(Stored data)
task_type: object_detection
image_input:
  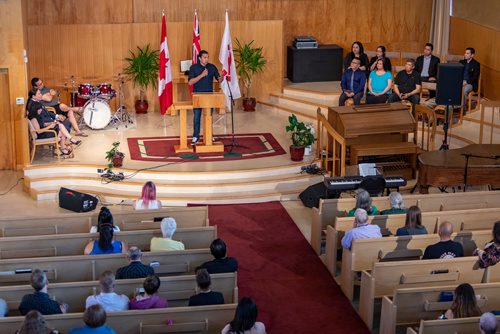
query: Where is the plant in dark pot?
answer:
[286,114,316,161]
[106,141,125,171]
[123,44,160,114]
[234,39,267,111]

==

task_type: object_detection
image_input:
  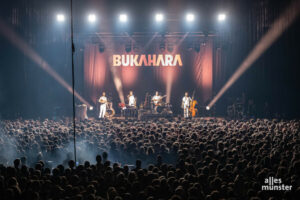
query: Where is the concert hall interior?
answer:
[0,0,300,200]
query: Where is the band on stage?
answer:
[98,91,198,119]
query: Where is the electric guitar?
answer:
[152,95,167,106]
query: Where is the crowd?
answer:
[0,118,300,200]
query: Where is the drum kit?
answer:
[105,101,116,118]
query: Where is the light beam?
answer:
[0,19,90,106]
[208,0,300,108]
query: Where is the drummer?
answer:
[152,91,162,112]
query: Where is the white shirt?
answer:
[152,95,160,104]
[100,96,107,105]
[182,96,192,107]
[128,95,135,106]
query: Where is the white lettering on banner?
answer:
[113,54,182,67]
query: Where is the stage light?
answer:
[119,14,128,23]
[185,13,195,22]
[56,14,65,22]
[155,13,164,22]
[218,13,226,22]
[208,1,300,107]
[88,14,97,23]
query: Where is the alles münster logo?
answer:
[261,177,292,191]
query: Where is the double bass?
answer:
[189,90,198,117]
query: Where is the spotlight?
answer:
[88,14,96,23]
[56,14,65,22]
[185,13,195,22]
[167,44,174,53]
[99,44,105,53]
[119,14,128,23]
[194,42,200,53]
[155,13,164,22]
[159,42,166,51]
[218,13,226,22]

Objective: Locate each line in the stored data above that contains the word "white", and copy those lines.

Solution for this task:
query: Where is the white shirt?
query: Where is the white lettering on banner?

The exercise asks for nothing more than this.